> [PASSAGE]:
== Segment start ==
Etymology learned from Hannah Arendt.
March 20, 2009
– Company, “men who eat bread together”
– Armut and Arbeit come from the same root, in German.
– Arendt references Kluge’s Etymologishes Wörterbuch der deutschen Sprache in a footnote, and now I am set upon Davis Library’s PF3580.K5 1989.
All I do in German class is ask, “Hat das Verb stimmen etwas mit die Stimme zu tun?” or “Wie schön ist das Unterschied zwischen Umwelt und Umfeld; wir sagen nur Environment!” or “Warum hat Geschlecter das Wort schlecht drin? Weil Sex ist immer etwas schlectes?”
“Unsere kleine Linguistin,” says Frau Christina, “dass weiss ich nicht, aber gute Frage.”
All this rain is killing me.
March 19, 2009
“Slyly Zeus created a thunderstorm, changed himself into a little cuckoo, and, pretending to be in distress, he flew into Hera’s arms for protection. She pitied the wet little bird and hugged it close to keep it warm, but all of a sudden she found herself holding mighty Zeus in her arms instead of the bird. Thus Zeus won Hera…”
– D’Aulaires’ Book of Greek Myths
churchill gems.
February 22, 2009
“To his Military Cross he added the unique distinction of having been shot through the heart, and living happily ever afterwards wtih the bullet in him.”
- Winston Churchill, The Second World War: The Gathering Storm
nevertheless, a wonderful song.
January 16, 2009
“Now let your pleasure be your guide / I crown and mitre you over yourself.”
- Vergil, to Dante, at the end of the Purgatorio
“Do what you feel now! / Electric Eel now! “
- MGMT, “Electric Feel”
collect: more facts from Milton
January 9, 2009
- the Ranters, a religious sect in 1650’s England, “believed that an individual attained perfection through sinning. The aim was enact a sin as ‘no-sin’”
== Segment end ==
> [DATA PROVIDED]:
== Segment start ==
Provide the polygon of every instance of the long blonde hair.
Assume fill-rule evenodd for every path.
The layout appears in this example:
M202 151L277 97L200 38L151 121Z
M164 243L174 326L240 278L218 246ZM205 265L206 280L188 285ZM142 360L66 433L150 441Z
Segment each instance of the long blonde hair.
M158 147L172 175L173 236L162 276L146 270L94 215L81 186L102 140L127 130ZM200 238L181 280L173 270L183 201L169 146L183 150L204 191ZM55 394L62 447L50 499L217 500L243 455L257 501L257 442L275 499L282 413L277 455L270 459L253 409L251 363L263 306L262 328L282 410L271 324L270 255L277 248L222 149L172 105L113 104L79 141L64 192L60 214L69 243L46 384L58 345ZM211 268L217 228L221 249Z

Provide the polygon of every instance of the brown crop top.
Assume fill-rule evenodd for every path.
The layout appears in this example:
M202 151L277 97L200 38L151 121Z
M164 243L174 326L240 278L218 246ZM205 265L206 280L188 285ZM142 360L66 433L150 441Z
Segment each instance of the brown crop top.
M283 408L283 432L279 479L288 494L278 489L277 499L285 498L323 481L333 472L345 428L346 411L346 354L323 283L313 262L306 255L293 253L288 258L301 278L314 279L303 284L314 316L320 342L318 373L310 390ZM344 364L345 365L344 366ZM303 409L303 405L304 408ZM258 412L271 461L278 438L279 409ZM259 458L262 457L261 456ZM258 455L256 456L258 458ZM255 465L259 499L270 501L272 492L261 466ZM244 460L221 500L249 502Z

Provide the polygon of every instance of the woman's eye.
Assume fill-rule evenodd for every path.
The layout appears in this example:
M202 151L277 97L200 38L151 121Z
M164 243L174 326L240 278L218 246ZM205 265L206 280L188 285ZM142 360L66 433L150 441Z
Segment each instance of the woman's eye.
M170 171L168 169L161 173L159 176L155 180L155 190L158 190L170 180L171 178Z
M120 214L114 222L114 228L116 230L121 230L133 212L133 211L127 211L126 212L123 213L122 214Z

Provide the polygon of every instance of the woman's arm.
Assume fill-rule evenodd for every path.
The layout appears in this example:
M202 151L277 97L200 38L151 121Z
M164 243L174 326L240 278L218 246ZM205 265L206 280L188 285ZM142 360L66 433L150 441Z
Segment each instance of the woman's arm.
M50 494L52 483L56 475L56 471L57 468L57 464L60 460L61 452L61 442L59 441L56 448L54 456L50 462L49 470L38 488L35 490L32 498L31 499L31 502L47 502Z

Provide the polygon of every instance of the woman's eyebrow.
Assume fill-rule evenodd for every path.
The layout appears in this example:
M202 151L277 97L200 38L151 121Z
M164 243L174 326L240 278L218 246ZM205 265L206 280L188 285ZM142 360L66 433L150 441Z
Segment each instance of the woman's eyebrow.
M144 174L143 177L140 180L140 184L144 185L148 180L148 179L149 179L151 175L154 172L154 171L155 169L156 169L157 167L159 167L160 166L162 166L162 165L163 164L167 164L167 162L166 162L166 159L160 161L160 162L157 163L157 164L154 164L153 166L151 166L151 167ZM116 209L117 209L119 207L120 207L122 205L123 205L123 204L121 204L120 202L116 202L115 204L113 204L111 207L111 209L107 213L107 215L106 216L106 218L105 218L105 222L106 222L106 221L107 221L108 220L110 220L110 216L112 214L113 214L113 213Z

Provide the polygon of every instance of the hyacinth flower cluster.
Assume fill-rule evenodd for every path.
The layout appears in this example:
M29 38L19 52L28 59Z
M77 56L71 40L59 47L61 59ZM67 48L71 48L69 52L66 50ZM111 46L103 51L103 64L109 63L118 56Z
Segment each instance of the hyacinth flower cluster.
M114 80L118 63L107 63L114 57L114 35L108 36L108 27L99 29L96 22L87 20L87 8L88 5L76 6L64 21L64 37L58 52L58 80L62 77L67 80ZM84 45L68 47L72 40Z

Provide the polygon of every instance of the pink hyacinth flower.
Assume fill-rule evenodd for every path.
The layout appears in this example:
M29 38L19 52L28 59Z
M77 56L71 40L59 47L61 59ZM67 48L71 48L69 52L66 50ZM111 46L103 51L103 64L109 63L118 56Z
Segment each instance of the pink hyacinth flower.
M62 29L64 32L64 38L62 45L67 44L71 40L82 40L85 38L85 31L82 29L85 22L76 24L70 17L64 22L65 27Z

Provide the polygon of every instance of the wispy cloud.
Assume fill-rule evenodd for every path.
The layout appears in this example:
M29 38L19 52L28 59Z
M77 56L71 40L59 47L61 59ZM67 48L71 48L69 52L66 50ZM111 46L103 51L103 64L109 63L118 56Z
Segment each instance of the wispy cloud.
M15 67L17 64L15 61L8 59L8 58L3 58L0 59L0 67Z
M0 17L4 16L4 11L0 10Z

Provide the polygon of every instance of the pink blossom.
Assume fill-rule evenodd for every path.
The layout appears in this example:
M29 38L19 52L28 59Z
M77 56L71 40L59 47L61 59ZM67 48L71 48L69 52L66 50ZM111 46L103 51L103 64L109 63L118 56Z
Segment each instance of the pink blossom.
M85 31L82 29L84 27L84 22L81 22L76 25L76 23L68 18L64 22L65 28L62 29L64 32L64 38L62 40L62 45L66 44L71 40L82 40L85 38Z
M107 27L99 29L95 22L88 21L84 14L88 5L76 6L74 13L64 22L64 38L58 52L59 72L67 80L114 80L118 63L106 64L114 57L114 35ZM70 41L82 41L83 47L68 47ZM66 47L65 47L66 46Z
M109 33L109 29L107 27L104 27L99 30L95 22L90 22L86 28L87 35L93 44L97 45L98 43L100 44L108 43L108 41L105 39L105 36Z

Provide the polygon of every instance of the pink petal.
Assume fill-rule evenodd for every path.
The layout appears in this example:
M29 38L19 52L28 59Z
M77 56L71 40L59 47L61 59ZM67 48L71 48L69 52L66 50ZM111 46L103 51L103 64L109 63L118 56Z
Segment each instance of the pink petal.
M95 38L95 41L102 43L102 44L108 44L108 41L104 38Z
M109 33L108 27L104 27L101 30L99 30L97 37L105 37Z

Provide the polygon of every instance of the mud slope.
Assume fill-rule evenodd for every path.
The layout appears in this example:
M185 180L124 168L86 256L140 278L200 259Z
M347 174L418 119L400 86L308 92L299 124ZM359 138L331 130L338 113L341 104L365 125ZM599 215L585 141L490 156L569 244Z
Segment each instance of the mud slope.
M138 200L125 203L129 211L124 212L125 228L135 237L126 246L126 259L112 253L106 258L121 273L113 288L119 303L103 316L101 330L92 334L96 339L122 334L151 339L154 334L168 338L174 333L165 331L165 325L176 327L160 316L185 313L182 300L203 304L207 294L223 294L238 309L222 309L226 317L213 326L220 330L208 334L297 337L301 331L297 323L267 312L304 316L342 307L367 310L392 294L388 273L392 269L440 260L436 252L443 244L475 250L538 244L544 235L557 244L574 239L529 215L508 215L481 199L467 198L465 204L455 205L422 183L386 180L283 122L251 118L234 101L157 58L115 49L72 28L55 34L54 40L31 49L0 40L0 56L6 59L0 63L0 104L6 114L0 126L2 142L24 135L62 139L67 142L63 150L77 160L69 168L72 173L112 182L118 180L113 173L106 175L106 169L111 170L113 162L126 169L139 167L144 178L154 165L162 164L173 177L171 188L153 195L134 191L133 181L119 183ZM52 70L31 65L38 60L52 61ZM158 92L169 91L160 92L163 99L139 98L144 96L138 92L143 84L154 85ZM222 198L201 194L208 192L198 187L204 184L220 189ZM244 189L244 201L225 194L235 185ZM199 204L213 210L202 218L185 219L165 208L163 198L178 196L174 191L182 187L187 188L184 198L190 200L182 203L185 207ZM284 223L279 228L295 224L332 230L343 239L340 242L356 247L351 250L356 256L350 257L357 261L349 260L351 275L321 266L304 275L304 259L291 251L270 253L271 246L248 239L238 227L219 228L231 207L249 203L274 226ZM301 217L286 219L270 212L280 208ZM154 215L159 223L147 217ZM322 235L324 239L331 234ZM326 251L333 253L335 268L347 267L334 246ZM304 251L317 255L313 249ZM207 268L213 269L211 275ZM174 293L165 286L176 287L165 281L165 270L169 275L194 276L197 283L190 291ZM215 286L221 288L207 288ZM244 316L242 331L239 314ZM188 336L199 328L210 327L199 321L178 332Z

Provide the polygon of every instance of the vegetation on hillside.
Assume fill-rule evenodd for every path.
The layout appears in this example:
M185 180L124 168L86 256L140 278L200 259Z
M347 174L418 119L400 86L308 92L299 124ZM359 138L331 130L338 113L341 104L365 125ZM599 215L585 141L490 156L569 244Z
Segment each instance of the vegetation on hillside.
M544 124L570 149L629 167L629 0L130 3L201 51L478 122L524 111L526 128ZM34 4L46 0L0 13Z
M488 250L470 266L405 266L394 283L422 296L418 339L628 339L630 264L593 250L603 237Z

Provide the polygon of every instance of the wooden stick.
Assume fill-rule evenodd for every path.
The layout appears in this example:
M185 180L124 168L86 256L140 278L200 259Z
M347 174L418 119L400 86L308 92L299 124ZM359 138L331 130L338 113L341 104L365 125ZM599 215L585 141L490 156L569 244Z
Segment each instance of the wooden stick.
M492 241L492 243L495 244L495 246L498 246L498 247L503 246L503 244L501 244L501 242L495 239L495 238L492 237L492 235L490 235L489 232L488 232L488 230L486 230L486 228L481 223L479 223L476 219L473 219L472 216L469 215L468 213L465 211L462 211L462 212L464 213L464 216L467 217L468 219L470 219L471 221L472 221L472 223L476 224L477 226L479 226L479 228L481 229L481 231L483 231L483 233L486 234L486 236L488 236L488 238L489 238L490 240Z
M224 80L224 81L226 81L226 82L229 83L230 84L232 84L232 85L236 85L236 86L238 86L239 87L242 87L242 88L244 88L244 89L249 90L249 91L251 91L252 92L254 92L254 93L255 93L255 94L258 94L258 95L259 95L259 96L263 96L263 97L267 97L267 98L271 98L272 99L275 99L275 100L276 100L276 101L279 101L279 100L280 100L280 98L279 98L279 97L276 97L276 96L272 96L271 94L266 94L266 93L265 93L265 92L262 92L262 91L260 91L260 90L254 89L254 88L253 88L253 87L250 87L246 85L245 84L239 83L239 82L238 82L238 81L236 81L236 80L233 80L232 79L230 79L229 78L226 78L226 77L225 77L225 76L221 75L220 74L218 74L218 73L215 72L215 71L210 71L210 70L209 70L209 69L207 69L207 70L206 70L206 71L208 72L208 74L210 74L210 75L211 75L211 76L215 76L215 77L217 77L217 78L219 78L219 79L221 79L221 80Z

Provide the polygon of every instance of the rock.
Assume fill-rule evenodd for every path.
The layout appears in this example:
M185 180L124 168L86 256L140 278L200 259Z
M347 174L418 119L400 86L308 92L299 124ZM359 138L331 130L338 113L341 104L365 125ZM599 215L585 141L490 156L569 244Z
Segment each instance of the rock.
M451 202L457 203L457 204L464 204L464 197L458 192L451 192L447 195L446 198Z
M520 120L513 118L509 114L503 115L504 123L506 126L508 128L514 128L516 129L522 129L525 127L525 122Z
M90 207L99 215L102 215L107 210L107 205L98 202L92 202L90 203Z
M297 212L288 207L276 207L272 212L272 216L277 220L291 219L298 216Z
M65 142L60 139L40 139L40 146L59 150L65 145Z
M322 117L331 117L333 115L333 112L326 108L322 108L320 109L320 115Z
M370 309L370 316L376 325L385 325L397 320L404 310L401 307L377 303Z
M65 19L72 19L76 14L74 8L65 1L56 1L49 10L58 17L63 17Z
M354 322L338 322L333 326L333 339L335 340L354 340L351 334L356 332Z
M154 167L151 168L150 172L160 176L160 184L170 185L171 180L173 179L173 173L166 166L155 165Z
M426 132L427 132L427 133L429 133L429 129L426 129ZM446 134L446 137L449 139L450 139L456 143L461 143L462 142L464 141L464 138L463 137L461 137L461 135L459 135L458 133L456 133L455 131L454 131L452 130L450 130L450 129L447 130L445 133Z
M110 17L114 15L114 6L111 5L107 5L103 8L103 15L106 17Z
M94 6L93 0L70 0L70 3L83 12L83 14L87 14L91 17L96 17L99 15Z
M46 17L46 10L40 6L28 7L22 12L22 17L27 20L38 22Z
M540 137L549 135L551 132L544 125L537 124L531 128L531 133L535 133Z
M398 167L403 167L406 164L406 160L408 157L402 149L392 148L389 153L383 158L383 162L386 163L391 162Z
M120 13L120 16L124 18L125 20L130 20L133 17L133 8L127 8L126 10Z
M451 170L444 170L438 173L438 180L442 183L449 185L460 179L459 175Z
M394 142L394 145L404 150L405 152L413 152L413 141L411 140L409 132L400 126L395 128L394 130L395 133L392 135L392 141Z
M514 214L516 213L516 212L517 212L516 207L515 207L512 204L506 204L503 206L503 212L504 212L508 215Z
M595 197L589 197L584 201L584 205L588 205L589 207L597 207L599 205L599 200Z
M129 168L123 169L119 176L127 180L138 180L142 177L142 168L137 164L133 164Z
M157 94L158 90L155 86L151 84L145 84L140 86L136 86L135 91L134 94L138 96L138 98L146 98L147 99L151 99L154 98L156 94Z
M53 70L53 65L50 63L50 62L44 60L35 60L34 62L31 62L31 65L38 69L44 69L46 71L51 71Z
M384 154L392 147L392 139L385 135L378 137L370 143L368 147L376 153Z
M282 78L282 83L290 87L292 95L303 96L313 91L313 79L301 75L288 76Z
== Segment end ==
> [EXERCISE OBJECTIVE]: From the blog posts, return everything from "All I do in" down to "churchill gems.", copied word for word.

> [WRITTEN ANSWER]:
All I do in German class is ask, “Hat das Verb stimmen etwas mit die Stimme zu tun?” or “Wie schön ist das Unterschied zwischen Umwelt und Umfeld; wir sagen nur Environment!” or “Warum hat Geschlecter das Wort schlecht drin? Weil Sex ist immer etwas schlectes?”
“Unsere kleine Linguistin,” says Frau Christina, “dass weiss ich nicht, aber gute Frage.”
All this rain is killing me.
March 19, 2009
“Slyly Zeus created a thunderstorm, changed himself into a little cuckoo, and, pretending to be in distress, he flew into Hera’s arms for protection. She pitied the wet little bird and hugged it close to keep it warm, but all of a sudden she found herself holding mighty Zeus in her arms instead of the bird. Thus Zeus won Hera…”
– D’Aulaires’ Book of Greek Myths
churchill gems.